(SELECTED EXTRACT):
Junior Joey Humes com­petes at the NCAA Division II Cross Country meet on Sat­urday. (Sophia Maeda, Courtesy)

When junior Joey Humes crossed the muddy finish line in 25th place at the NCAA Division II National Cham­pi­onships last Sat­urday, he became only the third Charger to win All-American honors in men’s cross country in the past decade.

Being named to the All-American team is the latest in a long line of awards Humes has won during his career at Hillsdale. But despite his success, it hasn’t always been easy.

After winning the GLIAC Freshman of the Year in 2016, Humes missed his sophomore season because the arches in his feet col­lapsed. Humes said it was caused by running too many miles without any orthotics and a lack of foot strength. In order to return to racing, Humes had to build up his foot strength through physical therapy.

“I went to a lot of physical therapy and did a lot of cross training, Humes said. “I was in the pool a lot and biking a lot, which I ended up hating, but that’s alright.”

Humes was able to return to running in November 2017, and was able to get back in shape for the indoor track season. Despite coming off an injury, Humes qual­ified for the national meets in both indoor and outdoor track in 2018 and earned Second-Team All-American honors in the indoor 1500 meter run.

Humes’ junior cam­paign has been his best yet. In addition to being named an All-American, Humes placed first in three meets, was named to the Midwest All-Region team, and was named G‑MAC Athlete of the Week in cross country four times.

Humes was the only Charger on the men’s cross country team to qualify for the national meet at Schenley Park in Pitts­burgh, Penn­syl­vania, where earlier in the year he placed fourth in the pre-national meet. Assistant coach R.P. White said Humes’ mental strength has been the key to his success.

“There’s a lot of things you have to be gifted genet­i­cally to be that caliber of an athlete and be an All-American and run as fast as Joey does, but that means nothing without the mental side of things,” White said. “He does such a won­derful job with placing an ade­quate amount of pressure on himself but he doesn’t overdo it and it doesn’t make him crumble. He always demands a lot from himself.”

(THE PROBLEM):
Update the article on Joey Humes from "Junior Joey Humes com­petes" up to and including "always been easy.", replacing "muddy" with "rain-soaked". The material that comes after this is separate from the article on Joey Humes.

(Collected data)
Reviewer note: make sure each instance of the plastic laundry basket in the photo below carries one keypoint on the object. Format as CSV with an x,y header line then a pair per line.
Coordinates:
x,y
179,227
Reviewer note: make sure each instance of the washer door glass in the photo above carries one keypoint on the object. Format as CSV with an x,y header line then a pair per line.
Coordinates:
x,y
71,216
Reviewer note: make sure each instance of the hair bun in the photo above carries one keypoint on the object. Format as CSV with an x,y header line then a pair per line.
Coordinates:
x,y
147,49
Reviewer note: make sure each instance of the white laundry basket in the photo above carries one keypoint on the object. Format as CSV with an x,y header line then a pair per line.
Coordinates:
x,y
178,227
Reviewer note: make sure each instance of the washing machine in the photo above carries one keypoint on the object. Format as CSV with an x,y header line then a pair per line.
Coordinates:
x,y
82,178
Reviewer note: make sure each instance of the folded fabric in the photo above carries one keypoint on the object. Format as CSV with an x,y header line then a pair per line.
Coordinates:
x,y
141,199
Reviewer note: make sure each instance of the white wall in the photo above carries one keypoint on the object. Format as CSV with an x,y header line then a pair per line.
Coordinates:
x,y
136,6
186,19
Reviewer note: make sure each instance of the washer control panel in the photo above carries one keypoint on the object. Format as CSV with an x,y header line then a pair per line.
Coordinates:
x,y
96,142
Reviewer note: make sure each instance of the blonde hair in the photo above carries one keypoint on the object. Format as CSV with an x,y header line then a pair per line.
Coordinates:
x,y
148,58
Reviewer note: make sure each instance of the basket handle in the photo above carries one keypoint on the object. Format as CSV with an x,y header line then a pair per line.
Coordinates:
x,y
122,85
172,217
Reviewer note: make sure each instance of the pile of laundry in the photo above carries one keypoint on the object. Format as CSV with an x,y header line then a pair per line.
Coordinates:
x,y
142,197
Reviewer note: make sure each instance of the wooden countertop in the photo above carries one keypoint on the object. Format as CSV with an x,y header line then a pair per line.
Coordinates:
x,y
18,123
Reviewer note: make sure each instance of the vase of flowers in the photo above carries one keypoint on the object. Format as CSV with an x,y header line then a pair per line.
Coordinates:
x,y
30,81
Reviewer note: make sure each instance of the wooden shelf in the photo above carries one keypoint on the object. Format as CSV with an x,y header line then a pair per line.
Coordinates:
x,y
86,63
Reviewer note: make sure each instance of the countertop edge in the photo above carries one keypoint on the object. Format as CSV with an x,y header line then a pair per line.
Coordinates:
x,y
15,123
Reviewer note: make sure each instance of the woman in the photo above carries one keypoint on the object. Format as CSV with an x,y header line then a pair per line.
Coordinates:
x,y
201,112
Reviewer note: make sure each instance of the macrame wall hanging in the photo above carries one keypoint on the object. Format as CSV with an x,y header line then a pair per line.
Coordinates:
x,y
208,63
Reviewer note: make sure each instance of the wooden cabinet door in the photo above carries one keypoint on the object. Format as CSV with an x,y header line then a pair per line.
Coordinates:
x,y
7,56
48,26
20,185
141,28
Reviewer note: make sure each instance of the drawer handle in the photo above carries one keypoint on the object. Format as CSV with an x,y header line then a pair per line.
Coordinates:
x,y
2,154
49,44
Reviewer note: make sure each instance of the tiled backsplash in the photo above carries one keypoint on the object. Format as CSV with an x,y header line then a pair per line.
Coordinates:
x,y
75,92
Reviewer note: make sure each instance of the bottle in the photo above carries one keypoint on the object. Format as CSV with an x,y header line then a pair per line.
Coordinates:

(RESULT BELOW):
Junior Joey Humes com­petes at the NCAA Division II Cross Country meet on Sat­urday. (Sophia Maeda, Courtesy)

When junior Joey Humes crossed the rain-soaked finish line in 25th place at the NCAA Division II National Cham­pi­onships last Sat­urday, he became only the third Charger to win All-American honors in men’s cross country in the past decade.

Being named to the All-American team is the latest in a long line of awards Humes has won during his career at Hillsdale. But despite his success, it hasn’t always been easy.